| Request |
Your task is to repeat, word for word, the line containing "Labeling batch C. For the image above, tag the standing" and all lines that follow it to the end of the material, and no other lines.

| Data for this exercise |
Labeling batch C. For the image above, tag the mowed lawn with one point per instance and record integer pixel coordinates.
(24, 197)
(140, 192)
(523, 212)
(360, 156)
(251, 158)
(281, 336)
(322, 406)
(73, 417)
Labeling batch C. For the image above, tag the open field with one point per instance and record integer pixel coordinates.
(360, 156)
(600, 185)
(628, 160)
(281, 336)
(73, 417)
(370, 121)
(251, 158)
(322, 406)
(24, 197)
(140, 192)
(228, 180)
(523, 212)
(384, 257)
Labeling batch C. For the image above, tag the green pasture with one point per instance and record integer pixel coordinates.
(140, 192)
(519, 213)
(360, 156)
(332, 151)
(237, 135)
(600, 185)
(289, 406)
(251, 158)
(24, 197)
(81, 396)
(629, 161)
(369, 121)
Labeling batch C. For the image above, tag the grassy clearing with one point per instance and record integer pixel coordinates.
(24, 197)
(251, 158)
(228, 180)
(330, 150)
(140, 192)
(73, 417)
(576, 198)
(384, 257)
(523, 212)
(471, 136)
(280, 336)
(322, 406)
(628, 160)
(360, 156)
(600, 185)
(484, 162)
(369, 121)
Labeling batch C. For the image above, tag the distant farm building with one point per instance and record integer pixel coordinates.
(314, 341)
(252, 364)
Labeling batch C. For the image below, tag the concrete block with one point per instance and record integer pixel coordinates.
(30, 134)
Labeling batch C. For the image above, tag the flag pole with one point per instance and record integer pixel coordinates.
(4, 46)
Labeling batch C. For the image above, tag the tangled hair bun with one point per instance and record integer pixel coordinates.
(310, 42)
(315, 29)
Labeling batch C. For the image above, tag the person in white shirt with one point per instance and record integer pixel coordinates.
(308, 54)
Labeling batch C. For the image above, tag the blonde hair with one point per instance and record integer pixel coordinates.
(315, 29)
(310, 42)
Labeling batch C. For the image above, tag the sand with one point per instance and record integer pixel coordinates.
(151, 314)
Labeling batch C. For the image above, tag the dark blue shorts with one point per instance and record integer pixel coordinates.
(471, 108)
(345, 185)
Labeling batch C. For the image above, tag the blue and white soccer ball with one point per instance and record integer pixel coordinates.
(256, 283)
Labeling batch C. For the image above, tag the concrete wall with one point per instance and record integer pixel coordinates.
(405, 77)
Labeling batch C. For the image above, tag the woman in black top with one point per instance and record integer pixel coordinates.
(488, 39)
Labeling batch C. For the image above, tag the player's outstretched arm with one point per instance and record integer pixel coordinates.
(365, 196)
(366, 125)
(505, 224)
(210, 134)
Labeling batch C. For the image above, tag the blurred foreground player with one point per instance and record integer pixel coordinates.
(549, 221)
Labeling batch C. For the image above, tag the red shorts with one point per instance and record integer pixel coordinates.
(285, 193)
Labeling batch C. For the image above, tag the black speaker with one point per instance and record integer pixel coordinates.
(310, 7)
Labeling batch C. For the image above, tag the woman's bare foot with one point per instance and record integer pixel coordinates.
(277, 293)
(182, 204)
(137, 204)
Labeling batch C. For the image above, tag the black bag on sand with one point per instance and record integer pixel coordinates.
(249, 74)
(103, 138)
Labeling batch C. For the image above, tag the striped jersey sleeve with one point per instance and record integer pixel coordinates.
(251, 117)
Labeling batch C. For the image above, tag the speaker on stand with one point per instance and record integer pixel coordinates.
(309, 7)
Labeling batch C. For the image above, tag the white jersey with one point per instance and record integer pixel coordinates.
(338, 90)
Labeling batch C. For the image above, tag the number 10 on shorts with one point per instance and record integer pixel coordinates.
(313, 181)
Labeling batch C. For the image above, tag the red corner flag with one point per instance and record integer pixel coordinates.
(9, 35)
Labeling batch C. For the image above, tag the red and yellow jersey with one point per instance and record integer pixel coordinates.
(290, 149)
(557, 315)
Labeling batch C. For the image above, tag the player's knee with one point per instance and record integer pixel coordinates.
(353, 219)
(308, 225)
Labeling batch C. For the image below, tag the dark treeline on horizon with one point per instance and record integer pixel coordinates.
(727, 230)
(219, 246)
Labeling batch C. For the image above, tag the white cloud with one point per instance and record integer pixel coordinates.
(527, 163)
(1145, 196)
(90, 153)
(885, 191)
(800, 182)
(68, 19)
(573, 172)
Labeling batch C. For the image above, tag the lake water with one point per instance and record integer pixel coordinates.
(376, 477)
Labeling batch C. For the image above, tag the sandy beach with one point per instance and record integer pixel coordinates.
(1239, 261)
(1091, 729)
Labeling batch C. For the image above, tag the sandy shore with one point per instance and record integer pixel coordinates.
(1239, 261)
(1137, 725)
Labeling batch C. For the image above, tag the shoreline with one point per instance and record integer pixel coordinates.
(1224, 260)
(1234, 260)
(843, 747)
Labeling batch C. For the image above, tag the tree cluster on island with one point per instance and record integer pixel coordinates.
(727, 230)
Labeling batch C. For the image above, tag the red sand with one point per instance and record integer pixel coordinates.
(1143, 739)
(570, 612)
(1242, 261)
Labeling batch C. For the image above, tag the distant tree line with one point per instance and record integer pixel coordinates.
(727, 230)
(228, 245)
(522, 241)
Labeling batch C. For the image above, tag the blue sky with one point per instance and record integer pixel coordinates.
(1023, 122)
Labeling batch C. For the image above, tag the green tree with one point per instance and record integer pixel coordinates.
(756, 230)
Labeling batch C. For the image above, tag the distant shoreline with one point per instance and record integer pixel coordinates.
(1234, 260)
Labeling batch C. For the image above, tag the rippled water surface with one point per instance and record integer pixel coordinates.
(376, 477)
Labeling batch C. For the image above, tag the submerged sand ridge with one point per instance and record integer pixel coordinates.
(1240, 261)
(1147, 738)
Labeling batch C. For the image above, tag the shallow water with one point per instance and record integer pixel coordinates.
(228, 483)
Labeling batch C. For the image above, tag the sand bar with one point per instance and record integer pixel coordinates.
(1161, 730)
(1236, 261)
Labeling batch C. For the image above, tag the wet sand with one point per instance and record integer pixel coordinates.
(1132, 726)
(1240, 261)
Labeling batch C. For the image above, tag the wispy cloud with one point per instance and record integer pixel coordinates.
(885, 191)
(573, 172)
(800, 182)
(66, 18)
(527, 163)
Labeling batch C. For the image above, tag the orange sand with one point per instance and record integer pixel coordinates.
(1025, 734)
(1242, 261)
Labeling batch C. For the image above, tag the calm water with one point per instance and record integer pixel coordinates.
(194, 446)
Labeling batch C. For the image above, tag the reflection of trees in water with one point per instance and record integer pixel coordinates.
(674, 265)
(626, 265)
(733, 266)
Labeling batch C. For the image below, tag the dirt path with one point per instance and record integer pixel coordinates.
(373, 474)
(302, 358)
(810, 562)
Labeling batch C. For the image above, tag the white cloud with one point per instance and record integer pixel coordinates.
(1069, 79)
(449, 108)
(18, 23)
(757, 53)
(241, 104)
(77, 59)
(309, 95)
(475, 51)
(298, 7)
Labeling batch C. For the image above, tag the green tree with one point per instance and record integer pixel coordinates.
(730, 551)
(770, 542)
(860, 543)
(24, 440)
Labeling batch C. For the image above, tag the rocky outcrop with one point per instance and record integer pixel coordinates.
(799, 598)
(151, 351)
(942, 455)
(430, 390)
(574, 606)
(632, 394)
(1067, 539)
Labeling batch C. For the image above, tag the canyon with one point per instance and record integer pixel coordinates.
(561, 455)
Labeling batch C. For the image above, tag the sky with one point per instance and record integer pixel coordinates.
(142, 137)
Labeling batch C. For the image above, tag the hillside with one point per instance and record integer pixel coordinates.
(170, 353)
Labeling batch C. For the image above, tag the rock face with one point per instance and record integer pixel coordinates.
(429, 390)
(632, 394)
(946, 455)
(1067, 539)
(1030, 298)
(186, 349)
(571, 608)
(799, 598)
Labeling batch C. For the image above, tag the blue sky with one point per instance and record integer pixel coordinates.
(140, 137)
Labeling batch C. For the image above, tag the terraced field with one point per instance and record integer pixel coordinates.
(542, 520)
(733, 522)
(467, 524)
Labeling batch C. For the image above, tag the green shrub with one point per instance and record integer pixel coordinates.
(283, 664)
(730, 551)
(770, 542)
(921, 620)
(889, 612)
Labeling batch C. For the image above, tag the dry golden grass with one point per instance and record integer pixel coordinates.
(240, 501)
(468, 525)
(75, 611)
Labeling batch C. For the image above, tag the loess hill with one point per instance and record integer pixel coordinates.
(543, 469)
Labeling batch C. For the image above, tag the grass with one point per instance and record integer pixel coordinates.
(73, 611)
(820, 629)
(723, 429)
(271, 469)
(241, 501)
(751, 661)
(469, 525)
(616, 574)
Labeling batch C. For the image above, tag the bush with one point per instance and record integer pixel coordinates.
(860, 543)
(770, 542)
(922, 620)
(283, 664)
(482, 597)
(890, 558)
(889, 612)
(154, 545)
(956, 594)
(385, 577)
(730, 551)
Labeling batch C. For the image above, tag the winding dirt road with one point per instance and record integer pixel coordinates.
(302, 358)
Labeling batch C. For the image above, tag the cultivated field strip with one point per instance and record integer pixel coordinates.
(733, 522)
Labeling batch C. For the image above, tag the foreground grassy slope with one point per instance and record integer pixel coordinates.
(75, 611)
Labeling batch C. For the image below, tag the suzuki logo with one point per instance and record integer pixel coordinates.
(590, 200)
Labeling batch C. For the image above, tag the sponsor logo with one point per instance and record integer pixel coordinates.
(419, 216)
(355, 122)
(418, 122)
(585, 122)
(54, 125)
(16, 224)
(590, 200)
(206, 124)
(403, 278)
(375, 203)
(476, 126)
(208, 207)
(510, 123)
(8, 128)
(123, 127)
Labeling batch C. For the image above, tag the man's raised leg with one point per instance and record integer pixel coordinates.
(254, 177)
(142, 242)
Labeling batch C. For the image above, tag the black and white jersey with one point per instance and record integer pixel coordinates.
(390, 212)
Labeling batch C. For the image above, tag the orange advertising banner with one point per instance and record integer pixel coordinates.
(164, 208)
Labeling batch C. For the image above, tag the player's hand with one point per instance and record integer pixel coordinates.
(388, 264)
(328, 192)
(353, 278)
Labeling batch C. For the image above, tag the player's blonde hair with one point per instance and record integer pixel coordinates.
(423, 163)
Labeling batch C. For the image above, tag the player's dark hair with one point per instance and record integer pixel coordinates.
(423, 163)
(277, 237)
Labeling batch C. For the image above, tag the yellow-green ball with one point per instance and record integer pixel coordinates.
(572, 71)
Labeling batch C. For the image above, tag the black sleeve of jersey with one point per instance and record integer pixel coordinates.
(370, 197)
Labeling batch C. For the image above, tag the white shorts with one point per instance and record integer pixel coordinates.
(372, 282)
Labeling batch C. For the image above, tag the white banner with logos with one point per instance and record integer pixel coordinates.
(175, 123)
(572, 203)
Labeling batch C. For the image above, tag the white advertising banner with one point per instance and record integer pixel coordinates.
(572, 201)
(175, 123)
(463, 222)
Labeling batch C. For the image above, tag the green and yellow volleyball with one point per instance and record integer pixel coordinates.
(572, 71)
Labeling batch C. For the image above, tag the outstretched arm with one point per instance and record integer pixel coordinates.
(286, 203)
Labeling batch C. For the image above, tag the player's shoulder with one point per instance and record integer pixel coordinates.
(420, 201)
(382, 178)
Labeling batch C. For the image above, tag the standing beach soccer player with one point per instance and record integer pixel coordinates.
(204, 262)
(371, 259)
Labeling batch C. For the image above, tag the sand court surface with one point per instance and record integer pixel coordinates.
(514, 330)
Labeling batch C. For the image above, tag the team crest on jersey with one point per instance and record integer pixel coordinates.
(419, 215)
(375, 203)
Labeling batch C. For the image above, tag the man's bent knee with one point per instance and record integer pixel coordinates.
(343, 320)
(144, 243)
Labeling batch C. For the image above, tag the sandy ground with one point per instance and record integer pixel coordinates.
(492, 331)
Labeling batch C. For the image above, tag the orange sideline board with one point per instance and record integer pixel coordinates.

| Answer to the problem |
Labeling batch C. For the image above, tag the standing beach soccer player with one point per instance and record integer pixel coordinates.
(204, 262)
(371, 259)
Labeling batch C. For the image above, tag the sand court surface with one point per instance and record integer pixel coordinates.
(514, 330)
Labeling batch C. For the image above, tag the team crest on jersey with one point per instance and record integer pixel coordinates.
(419, 215)
(375, 203)
Labeling batch C. For the image above, tag the man's bent knee with one point per instance and record integer pixel coordinates.
(343, 320)
(144, 243)
Labeling batch C. For the image above, tag the sandy ground with one point per instance and record integer pixel coordinates.
(492, 331)
Labeling batch C. For the image above, tag the orange sideline board with one point per instance and record integer pixel coordinates.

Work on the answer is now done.